::: Excerpted passage
During her legislative service, Helen remained a firm proponent of states' rights. She also worked to better living conditions in her home district by sponsoring legislation to give the City of Texas City ownership of the Texas City Dike, so beach areas could be better patrolled. She sponsored a bill which opened East Galveston Bay part of the year to commercial fishing, which won her grateful support among those who fished for a living.
Helen's legislative record also reflects her strong support of the medical profession. She helped defeat bills exempting chiropractors from the requirements to meet the same standards as doctors, and was very active in issues regarding medical schools and medical training.
Holman Taylor, secretary of the Texas State Medical Association, praises Helen in a letter supporting her for a second term,
We have found her ready to listen to our legislative requests, and her vote has always been for those measures which have given the greatest promise for public good on sound economic and scientific bases. We look upon her as one of the strongest and most constructive legislators in our state. (Letter, 6/06/30, Helen Edmunds Moore Archives).
Helen's main concern, however, was in helping the more unfortunate citizens of Texas. In her first term she helped to pass a bill establishing schools in prisons for inmates who could not read or write. She also sponsored a resolution creating a committee to visit all state hospitals for the insane, and became a dedicated and hard-working member of that committee, making numerous visits to document overcrowding and inadequate facilities.
During her second term, to better secure additional appropriations to fix the problems she had found, Helen requested membership on the Appropriations Committee, writing in her letter of application,
I am anxious to be on the Appropriations Committee. I am sure that I can help materially toward an equitable distribution of the State's appropriations for Eleemosynary Institutions, and feel that the knowledge I have gained first hand through visiting these institutions is valuable.
Galveston Psychopathic Hospital
After gaining membership on the Appropriations Committee, she successfully obtained funding to address some of the substandard conditions in those hospitals, and was instrumental in establishing the Galveston Psychopathic Hospital.
Helen ran for a third term in the 43rd legislature but was defeated. She attributed her defeat to not having made an "active" campaign. She ran again in 1934 for the 44th Legislature (January 1935-October 1936) and was elected by a large margin. In this last term, she supported an expansion of the Galveston Psychopathic Hospital and obtained funds to increase the capacity of the Hospital for Crippled and Deformed Children, part of Sealy Hospital in Galveston. She also helped secure a change in the Texas Constitution that allowed persons to be admitted to a mental institution without being forced to endure a jury trial.
Tribute to Honorable Helen Moore
Helen was commended for her courageous fight for disadvantaged citizens by her colleagues in the legislature and the media. When she decided that her third term was to be her last, she received a Tribute to Honorable Helen Moore from the Texas House of Representatives, which declared,
…By her retirement Mrs. Moore is closing a career, which has contributed invaluable service to the eleemosynary institutions of this State and to the underprivileged of our citizenship generally, which service has not only reflected credit on the Legislature of the State of Texas, but has established Mrs. Moore as a pioneer in the humanitarian history our State… (Resolution, 10/27/36, Helen Edmunds Moore Archives).
::::::
Retype the passage on Helen Moore's legislative service from "During her second" up to and including "institutions is valuable.", keeping every word and mark unchanged.
::: Data for review
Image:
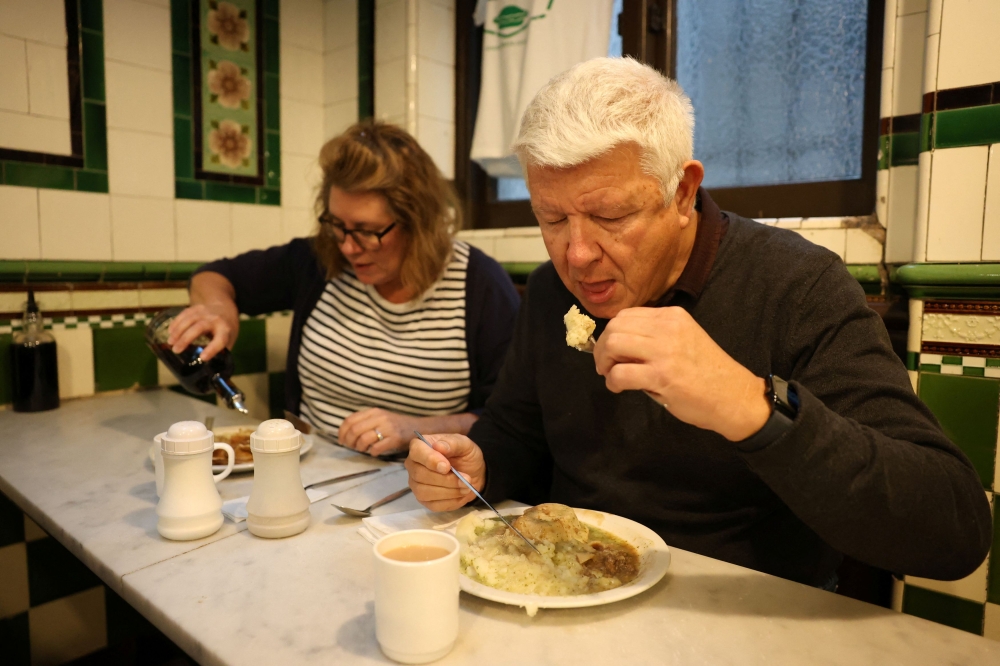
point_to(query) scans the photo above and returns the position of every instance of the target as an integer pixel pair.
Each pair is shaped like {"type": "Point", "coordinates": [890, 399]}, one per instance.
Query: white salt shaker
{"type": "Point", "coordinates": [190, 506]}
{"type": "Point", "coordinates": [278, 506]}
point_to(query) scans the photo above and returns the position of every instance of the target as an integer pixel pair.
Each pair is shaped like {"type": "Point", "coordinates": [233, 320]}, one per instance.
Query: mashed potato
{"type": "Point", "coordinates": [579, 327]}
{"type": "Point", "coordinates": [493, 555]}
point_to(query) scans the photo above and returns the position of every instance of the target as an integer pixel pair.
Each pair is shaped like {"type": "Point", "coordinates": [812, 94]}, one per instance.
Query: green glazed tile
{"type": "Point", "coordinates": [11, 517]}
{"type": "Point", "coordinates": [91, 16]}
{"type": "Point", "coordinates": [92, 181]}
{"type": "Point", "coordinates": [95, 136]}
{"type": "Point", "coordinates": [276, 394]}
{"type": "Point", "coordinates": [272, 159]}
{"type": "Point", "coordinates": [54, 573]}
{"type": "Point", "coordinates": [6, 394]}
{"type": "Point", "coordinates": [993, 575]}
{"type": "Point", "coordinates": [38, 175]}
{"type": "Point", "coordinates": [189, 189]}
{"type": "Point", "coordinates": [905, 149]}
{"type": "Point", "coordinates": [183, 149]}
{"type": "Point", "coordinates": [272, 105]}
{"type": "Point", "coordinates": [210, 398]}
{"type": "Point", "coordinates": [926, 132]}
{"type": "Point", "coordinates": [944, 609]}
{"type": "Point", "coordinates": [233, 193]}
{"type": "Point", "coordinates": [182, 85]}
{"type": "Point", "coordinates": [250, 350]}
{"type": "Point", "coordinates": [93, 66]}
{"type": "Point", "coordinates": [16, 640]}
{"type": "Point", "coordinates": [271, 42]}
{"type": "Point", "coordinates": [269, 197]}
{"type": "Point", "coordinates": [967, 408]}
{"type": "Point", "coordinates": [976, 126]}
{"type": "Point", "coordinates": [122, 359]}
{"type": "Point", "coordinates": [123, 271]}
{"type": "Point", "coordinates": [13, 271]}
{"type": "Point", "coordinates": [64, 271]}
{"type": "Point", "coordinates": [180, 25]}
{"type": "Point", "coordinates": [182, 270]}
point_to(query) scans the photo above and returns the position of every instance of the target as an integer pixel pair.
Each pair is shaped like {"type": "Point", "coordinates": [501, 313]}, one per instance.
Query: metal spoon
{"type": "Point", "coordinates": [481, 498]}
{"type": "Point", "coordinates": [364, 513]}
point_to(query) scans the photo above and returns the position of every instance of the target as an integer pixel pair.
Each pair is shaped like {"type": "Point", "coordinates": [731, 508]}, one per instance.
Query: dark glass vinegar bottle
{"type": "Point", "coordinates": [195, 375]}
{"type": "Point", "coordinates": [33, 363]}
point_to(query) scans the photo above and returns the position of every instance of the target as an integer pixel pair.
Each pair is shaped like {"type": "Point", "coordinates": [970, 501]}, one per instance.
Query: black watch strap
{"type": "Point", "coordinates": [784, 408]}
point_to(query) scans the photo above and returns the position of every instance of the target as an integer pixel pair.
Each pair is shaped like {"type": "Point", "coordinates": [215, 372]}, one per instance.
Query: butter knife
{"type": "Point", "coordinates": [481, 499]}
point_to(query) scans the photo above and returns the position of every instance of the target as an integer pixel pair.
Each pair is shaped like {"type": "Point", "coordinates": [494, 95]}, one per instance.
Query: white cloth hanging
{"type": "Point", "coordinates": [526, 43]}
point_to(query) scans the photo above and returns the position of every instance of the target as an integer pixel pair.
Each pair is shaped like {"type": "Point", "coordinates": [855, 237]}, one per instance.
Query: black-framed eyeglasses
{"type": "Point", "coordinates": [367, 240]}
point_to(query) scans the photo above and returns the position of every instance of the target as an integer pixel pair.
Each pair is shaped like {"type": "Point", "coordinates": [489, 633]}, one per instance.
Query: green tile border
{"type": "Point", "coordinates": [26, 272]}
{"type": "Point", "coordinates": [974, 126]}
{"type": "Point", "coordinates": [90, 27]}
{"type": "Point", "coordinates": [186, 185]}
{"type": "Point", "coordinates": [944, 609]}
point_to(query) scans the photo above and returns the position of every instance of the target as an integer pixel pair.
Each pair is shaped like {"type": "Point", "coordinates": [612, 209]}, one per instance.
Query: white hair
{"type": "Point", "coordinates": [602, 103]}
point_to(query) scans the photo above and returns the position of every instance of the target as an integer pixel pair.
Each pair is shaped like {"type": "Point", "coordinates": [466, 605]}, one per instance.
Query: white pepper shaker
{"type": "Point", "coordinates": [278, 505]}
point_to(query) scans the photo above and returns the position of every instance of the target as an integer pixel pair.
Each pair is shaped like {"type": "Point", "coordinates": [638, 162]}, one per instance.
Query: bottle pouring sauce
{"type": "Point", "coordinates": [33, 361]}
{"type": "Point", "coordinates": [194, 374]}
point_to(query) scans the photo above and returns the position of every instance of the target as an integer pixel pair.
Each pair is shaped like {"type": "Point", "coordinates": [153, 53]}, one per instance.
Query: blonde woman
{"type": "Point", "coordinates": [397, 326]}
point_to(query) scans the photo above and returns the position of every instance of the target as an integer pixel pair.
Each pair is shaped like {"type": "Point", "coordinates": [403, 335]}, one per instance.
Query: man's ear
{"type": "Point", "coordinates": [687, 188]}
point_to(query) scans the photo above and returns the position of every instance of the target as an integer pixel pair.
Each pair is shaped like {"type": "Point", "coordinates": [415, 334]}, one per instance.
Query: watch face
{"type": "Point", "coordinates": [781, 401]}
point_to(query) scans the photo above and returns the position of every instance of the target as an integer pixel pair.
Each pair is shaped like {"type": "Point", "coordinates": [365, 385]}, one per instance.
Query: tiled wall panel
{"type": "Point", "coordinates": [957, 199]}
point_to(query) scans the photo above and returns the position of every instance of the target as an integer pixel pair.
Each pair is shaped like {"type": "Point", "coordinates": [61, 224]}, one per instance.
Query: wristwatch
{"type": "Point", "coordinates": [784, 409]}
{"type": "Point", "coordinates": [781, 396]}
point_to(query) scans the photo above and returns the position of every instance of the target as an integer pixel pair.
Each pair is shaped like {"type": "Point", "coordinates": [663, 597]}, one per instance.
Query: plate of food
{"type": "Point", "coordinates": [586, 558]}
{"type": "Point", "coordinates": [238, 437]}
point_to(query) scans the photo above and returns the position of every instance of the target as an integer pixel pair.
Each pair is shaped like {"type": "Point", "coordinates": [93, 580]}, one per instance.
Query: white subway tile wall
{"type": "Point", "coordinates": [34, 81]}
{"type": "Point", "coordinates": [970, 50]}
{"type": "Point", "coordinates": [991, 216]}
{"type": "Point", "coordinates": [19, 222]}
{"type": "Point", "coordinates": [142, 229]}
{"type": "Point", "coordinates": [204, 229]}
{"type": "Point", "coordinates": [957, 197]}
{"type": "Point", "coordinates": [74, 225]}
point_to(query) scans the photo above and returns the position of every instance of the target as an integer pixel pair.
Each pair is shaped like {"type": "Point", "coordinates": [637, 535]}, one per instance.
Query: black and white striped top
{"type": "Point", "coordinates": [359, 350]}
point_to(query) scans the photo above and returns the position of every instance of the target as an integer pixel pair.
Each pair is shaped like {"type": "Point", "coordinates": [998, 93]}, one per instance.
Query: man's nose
::::::
## [Solution below]
During her second term, to better secure additional appropriations to fix the problems she had found, Helen requested membership on the Appropriations Committee, writing in her letter of application,
I am anxious to be on the Appropriations Committee. I am sure that I can help materially toward an equitable distribution of the State's appropriations for Eleemosynary Institutions, and feel that the knowledge I have gained first hand through visiting these institutions is valuable.